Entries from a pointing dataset
● ● ● ●

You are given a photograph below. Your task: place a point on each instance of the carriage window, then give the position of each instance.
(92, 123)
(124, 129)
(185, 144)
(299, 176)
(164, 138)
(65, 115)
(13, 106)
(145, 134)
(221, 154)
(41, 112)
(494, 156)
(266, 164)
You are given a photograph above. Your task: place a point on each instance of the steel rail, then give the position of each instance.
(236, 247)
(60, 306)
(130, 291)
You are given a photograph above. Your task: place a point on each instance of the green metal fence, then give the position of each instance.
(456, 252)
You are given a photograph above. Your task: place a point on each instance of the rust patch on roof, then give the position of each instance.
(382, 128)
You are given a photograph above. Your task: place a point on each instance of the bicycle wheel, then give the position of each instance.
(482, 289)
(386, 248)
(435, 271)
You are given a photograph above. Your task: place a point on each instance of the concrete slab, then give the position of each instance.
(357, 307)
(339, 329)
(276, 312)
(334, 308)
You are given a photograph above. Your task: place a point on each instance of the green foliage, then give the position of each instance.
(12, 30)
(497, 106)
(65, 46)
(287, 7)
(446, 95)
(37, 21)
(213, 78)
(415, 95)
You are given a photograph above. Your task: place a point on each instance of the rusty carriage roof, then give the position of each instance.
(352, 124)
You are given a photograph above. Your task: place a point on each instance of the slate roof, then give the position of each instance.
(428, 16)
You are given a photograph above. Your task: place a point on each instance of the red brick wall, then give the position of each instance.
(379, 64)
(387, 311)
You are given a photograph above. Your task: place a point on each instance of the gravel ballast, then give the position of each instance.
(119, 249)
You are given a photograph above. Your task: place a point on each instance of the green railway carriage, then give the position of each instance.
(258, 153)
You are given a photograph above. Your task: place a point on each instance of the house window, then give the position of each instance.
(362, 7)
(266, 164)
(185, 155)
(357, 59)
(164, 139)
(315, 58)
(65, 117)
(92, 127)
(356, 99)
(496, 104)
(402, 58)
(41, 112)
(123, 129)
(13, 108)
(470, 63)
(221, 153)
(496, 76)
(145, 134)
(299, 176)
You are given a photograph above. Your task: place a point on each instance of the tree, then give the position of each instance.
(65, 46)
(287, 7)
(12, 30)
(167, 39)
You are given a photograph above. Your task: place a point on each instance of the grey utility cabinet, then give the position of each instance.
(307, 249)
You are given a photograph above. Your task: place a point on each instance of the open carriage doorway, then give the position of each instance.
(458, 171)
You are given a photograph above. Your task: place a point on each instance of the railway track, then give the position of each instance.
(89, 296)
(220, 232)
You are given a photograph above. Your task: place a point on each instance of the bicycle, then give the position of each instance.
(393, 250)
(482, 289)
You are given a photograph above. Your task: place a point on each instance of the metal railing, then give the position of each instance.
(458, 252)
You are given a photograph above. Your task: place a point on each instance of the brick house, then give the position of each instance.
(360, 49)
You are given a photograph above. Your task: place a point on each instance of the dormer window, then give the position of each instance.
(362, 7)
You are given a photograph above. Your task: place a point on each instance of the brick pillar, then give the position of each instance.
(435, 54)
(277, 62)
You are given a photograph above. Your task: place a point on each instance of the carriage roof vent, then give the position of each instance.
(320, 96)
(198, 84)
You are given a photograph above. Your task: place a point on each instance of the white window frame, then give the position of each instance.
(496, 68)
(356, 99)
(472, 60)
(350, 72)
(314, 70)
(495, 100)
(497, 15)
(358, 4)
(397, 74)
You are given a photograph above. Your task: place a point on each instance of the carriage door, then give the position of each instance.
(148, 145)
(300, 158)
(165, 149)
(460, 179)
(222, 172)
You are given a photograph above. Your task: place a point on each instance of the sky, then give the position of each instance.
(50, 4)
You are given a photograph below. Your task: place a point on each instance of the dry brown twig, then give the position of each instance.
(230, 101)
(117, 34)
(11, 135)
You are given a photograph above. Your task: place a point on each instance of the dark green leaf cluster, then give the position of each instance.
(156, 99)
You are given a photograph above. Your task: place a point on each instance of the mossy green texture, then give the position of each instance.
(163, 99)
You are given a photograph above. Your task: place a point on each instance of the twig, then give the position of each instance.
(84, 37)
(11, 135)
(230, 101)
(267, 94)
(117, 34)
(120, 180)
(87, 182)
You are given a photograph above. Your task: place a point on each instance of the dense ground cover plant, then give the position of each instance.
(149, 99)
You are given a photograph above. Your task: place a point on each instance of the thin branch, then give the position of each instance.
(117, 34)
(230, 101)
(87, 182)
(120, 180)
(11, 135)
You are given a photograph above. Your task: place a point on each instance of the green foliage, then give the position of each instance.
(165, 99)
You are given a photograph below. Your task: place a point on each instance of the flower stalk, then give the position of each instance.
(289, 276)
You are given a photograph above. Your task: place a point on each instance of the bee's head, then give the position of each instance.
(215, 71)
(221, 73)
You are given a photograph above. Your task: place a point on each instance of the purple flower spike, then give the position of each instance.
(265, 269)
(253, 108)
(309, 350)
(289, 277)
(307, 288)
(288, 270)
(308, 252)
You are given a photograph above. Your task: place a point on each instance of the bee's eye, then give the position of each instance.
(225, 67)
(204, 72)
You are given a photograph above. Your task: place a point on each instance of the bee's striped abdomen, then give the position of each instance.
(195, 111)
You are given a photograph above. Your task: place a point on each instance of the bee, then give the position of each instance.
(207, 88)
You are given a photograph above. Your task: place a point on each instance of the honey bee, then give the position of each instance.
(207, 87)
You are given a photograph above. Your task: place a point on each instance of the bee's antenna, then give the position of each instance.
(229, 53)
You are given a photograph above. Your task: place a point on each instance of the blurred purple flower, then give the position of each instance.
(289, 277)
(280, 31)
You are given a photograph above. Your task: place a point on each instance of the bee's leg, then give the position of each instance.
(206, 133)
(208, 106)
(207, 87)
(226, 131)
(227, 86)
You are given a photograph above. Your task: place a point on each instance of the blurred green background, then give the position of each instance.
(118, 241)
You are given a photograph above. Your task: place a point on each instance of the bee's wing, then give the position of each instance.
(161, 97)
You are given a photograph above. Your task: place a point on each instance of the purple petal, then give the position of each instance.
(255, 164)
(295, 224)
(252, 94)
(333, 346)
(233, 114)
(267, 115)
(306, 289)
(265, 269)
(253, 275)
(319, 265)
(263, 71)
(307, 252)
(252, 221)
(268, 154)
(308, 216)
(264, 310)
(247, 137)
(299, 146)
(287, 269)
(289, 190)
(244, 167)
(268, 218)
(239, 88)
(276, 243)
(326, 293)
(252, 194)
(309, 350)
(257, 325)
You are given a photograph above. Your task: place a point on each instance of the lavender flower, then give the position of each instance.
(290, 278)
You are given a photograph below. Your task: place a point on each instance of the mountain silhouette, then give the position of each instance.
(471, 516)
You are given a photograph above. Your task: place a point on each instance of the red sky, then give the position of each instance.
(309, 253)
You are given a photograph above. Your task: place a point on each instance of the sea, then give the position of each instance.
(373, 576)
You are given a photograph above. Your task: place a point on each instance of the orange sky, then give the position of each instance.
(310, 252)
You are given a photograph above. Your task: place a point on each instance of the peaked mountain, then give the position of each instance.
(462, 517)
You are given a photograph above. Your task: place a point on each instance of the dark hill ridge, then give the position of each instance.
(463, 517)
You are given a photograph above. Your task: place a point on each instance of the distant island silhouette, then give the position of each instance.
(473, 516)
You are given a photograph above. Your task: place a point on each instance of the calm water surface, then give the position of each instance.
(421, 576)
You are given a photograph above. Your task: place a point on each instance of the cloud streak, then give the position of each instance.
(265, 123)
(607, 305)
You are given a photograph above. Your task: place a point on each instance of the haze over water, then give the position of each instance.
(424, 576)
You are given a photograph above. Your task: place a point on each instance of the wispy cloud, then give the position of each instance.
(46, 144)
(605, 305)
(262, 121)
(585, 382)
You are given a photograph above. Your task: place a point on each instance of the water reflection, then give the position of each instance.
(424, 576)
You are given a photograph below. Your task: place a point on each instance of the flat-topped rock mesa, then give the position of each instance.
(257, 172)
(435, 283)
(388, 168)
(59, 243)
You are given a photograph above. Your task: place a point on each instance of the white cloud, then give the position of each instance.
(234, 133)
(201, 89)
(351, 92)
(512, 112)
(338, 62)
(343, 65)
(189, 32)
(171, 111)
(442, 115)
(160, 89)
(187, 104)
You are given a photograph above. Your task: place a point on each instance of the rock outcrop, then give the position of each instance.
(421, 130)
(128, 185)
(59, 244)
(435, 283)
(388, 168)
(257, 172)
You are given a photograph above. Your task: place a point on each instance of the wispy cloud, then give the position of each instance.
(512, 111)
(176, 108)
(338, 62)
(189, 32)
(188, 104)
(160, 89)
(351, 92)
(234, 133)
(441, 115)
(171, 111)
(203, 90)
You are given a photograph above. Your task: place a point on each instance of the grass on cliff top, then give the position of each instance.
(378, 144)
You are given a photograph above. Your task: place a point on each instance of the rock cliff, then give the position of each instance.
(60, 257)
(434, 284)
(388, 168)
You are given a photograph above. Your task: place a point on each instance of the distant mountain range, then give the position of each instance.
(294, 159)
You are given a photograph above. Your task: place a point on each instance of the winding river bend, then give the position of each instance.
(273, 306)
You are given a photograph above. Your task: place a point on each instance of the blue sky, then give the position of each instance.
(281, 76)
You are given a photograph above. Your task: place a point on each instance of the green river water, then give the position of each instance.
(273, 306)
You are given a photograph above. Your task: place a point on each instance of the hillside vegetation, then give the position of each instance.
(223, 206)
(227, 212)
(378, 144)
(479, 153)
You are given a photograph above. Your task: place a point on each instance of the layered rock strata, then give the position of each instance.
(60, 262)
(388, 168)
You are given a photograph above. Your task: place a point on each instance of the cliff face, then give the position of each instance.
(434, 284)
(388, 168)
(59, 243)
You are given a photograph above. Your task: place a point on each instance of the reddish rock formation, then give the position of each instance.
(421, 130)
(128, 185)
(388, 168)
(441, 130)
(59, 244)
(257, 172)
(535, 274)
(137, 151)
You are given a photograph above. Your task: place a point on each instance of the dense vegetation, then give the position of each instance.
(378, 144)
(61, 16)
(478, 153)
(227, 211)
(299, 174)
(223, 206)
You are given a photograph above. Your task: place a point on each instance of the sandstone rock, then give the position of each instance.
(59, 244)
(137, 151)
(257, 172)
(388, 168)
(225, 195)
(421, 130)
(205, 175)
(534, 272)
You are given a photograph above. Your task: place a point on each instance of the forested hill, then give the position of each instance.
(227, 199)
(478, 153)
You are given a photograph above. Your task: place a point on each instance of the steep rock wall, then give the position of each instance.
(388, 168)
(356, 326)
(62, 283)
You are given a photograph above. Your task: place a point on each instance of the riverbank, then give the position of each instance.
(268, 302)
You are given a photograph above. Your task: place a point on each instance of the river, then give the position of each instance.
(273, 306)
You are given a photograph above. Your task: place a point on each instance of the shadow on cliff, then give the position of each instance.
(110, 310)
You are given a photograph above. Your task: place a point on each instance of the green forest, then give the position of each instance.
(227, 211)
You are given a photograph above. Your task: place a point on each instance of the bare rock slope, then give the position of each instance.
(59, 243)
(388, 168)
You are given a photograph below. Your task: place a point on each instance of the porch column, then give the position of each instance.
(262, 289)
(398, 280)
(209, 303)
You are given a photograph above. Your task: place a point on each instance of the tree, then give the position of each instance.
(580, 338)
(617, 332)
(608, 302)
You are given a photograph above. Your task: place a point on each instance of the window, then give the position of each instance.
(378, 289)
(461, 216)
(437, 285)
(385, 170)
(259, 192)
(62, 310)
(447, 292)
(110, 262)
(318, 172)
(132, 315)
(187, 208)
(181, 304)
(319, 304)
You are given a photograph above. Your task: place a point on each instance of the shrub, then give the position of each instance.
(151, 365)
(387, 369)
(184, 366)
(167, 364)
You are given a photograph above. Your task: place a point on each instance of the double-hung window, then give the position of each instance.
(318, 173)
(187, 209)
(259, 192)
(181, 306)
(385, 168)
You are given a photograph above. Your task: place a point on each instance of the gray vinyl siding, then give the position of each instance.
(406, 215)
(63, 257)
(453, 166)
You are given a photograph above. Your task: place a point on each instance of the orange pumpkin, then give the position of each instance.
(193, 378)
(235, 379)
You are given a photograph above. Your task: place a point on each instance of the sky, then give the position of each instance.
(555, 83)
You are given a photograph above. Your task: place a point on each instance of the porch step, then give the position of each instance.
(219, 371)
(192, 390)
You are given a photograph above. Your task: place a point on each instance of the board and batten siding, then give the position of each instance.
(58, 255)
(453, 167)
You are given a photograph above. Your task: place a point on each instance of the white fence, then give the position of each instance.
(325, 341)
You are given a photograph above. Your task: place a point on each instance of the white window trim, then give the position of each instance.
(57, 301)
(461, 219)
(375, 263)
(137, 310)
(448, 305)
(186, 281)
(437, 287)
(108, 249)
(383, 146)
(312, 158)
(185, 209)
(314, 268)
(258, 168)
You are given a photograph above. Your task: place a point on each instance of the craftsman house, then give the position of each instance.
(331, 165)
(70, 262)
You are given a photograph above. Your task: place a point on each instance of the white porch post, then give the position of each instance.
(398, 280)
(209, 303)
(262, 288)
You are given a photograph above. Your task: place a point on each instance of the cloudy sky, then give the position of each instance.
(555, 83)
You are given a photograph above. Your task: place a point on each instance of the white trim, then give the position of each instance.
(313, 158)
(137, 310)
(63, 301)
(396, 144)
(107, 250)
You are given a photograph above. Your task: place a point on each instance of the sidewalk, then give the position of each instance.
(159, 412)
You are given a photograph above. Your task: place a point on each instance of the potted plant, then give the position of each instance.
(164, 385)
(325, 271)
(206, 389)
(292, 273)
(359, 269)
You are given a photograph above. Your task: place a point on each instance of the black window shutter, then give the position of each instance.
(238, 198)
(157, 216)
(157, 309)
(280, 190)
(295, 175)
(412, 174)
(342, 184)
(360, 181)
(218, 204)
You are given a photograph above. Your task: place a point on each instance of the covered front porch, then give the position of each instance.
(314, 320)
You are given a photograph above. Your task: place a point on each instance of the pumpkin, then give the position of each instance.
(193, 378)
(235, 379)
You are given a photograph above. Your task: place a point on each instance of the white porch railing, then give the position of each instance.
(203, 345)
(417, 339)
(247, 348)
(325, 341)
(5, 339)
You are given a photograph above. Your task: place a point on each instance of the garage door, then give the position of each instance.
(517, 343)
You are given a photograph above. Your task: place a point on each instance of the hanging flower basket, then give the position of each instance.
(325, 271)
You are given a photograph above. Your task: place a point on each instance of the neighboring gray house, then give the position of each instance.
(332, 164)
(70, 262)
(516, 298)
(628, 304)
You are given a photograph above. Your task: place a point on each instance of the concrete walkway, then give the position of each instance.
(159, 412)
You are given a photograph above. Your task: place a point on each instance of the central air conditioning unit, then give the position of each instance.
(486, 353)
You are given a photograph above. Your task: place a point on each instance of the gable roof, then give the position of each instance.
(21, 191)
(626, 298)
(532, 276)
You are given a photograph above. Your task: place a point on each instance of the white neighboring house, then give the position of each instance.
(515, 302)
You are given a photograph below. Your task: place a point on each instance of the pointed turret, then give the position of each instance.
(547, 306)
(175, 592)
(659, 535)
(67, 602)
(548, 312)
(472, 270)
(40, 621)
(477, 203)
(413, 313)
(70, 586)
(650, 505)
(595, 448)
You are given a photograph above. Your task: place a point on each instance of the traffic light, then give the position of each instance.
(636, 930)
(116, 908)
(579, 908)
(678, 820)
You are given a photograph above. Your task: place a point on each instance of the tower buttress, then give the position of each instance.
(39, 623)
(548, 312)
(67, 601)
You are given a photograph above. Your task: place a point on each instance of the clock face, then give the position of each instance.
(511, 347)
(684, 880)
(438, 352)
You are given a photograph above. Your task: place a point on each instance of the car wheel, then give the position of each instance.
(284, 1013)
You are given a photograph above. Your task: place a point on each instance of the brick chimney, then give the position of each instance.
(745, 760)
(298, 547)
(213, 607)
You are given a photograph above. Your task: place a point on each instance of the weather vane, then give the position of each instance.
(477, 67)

● ● ● ●

● **Work instructions**
Quote, without any change, each line from the one that contains "of the gable" through the end of the material.

● **Task result**
You are given a photograph above. Your task: place a point on each instance of the gable roof, then give the position of each instance.
(21, 191)
(626, 298)
(532, 276)
You are given a photograph above. Your task: place a point on each instance of the white neighboring house, then give the position of each instance.
(515, 302)
You are given a photograph below. Your task: place a point on each instance of the pointed turret, then give the position of each instance.
(547, 306)
(175, 592)
(659, 535)
(67, 602)
(548, 312)
(472, 270)
(40, 621)
(477, 203)
(413, 313)
(70, 586)
(650, 505)
(595, 448)
You are given a photograph above. Your task: place a point on each instance of the traffic light, then give the position of each instance.
(636, 930)
(116, 908)
(579, 908)
(678, 820)
You are given a photograph above. Your task: place a point on each instance of the tower buttress, then give the position of each instance.
(39, 623)
(548, 312)
(67, 601)
You are given a photograph above. Your task: place a point on each instance of the clock face, then give the position of each instance.
(511, 347)
(684, 880)
(438, 352)
You are given a photograph above. Your task: place a point on each instance of the car wheel, then give the position of each instance.
(284, 1013)
You are given a photograph above. Your task: place a point on each instance of the brick chimney, then give the position of each instance.
(745, 760)
(298, 547)
(213, 607)
You are given a photograph above. Your task: place a point on each instance of the weather vane, then give the position of each instance.
(477, 67)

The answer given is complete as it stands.